> Problem details:
Rescale the lines below, starting at the first line and ending at the line containing "[1115, 354]", both included. Write each of those lines out again in full, multiplying every answer's x and y coordinates by 1.8 and rounding to whole numbers with halves rounded up, and leave all other text unchanged.

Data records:
=======

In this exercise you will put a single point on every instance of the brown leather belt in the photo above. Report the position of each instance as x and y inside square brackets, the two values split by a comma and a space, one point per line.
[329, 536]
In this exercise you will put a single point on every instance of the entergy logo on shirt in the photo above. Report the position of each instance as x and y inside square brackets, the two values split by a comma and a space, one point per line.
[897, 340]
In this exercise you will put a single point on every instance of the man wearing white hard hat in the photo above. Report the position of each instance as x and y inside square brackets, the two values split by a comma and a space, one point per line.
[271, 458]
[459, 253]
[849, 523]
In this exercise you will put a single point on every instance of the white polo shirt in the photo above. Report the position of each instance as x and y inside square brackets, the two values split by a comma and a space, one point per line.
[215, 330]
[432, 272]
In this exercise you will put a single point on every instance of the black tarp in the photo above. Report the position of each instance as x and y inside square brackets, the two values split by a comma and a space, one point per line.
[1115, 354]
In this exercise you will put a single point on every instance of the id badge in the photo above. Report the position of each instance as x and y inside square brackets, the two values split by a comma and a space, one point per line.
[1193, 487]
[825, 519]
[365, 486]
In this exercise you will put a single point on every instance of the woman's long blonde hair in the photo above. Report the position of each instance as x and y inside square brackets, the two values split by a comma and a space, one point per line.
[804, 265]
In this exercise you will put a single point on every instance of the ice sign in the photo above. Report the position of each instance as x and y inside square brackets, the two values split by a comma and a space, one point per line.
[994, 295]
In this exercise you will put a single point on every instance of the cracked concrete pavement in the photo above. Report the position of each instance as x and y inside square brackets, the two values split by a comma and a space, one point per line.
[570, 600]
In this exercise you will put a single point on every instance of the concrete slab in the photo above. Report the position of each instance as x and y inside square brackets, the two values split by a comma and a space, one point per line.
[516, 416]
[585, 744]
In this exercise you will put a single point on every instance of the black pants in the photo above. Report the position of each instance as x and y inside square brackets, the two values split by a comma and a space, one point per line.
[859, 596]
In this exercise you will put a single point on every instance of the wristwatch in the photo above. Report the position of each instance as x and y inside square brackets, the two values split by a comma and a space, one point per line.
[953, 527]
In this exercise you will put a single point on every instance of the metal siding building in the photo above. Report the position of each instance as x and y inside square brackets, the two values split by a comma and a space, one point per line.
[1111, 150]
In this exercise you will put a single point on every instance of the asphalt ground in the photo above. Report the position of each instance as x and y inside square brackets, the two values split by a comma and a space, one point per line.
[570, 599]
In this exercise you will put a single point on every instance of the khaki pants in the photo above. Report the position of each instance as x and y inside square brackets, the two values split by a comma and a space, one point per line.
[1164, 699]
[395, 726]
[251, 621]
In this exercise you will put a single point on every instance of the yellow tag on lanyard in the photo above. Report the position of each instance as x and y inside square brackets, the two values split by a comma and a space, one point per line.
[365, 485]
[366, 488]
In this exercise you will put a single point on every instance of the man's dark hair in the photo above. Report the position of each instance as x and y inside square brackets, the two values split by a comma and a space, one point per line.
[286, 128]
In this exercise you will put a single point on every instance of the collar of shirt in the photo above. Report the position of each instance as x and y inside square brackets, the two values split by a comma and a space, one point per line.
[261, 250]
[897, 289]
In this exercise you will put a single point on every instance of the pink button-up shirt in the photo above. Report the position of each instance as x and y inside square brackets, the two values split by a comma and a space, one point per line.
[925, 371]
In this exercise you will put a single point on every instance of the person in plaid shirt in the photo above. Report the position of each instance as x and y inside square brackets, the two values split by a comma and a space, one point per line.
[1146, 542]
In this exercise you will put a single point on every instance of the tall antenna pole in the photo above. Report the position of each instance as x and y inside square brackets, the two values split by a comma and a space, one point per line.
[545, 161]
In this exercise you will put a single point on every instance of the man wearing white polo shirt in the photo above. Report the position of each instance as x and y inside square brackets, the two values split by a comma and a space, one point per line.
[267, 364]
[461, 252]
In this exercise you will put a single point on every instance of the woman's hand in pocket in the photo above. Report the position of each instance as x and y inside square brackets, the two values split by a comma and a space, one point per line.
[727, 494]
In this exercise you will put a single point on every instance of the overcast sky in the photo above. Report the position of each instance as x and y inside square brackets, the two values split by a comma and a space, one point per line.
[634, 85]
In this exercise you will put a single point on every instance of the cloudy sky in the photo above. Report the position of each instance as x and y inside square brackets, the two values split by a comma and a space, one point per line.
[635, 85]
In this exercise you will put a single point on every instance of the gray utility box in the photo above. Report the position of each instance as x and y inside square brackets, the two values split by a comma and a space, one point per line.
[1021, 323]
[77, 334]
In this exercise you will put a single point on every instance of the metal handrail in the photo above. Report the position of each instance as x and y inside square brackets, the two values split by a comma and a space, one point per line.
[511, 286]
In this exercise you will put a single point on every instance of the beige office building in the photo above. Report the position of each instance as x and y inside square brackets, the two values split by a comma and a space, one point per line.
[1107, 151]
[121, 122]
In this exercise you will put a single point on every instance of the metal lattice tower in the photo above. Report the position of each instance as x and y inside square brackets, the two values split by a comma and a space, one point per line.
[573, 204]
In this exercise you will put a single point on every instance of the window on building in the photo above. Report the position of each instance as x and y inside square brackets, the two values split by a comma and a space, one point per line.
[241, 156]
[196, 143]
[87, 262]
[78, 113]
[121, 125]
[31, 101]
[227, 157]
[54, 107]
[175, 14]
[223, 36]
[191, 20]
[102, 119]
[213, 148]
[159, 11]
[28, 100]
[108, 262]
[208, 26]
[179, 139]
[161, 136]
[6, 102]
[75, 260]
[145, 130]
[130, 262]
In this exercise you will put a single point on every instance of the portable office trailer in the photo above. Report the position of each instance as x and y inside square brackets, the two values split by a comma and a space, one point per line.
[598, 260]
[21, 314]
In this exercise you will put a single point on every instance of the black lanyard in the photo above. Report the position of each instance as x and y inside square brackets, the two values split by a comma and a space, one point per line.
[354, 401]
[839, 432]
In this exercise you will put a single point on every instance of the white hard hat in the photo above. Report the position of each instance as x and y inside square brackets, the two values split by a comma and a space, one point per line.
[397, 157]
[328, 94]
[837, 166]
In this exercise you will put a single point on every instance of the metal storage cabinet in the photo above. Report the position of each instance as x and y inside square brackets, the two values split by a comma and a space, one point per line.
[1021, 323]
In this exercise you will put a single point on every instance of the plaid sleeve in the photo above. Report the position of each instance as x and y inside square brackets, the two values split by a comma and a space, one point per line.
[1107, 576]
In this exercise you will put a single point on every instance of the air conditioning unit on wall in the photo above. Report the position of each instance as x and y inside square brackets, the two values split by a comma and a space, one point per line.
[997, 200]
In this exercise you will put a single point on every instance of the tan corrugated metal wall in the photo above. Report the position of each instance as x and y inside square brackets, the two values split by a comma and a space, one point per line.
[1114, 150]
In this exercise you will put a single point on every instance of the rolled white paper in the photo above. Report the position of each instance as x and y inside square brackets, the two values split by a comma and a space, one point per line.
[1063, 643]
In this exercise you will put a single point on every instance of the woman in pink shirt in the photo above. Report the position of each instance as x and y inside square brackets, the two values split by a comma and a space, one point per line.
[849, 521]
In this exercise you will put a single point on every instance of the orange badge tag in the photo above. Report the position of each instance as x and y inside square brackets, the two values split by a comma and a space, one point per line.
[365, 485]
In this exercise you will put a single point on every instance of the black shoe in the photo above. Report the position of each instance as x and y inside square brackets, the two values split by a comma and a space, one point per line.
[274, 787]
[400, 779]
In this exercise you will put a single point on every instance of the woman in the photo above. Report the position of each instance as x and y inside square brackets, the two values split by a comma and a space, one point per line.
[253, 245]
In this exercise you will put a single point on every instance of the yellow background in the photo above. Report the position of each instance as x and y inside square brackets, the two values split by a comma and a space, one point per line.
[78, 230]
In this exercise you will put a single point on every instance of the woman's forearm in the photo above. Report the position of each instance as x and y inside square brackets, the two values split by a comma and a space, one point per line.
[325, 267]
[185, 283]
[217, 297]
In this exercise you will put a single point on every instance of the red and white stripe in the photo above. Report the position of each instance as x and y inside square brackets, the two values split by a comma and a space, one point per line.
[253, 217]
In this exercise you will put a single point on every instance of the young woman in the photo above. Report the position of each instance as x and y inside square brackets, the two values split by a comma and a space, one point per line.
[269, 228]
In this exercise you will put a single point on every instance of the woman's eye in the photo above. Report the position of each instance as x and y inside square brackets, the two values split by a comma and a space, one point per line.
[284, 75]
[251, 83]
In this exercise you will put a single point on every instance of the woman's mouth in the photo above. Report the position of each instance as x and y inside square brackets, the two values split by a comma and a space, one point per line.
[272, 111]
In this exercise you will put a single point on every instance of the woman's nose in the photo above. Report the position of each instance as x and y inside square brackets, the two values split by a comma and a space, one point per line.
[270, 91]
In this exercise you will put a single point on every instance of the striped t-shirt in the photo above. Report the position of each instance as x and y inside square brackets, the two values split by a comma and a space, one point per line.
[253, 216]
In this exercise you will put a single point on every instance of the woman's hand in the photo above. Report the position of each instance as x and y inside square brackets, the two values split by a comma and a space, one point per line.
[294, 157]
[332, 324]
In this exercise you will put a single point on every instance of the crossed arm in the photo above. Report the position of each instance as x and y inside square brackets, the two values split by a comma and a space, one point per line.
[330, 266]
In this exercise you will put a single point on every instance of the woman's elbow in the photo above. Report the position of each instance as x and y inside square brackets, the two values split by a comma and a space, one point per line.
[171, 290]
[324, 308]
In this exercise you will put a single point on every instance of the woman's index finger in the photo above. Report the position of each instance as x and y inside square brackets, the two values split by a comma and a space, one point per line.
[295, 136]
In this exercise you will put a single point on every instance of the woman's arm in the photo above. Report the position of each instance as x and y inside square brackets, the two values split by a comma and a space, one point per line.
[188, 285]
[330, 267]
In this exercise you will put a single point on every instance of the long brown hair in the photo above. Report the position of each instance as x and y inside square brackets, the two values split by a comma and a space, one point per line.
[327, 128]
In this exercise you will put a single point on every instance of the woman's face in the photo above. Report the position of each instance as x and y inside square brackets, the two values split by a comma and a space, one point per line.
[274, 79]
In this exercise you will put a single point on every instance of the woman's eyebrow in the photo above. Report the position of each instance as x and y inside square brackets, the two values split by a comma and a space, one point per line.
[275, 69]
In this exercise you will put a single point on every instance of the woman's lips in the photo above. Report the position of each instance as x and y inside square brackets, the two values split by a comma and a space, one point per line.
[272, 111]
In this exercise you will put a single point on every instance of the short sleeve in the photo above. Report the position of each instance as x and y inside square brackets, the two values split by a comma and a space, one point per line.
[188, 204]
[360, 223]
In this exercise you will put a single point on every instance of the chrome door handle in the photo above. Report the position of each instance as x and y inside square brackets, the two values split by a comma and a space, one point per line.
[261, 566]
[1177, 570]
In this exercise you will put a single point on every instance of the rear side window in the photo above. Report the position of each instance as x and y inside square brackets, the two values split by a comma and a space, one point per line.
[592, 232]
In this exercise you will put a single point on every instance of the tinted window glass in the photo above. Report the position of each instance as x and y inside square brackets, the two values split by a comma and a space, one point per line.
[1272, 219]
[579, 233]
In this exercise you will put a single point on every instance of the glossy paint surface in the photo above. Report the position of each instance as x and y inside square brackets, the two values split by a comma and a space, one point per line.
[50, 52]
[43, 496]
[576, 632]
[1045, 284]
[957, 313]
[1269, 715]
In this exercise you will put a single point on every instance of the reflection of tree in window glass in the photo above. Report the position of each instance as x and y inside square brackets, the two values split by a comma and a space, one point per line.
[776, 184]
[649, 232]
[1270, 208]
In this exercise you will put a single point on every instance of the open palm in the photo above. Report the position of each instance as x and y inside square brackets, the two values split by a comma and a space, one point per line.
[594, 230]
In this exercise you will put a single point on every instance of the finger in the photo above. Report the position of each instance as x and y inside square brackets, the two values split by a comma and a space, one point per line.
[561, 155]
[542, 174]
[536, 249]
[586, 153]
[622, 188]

=======

> The result:
In this exercise you will put a single point on every instance of the brown leather belt in the photo above. Report the position of each instance as x and y inside square brackets, the two values split by a comma and a space, one point per line.
[592, 965]
In this exercise you will put a single point on every instance of the entergy logo on shirt in the photo above. Report the position of each instance as x and y inside square brackets, the two values split by a comma and a space, one point per line.
[1615, 612]
In this exercise you will put a single point on every instance of the man wearing white hard hat in the photo above. Report the position of each instance as x and y inside square brackets, the two values split by a comma and a space, one point per line.
[488, 824]
[826, 455]
[1528, 941]
In this exercise you will put a single point on every instance of the white polo shirt in the photo above. Report the position of each instance as x and y inside square brackets, the two values split by a comma and a space, one point per line.
[387, 594]
[778, 490]
In this exercise you will put a single point on every instance of the black tarp in the photo above. Report the position of each instance as x and y inside square brackets, the two values split by a comma and a space, one point per line.
[2007, 637]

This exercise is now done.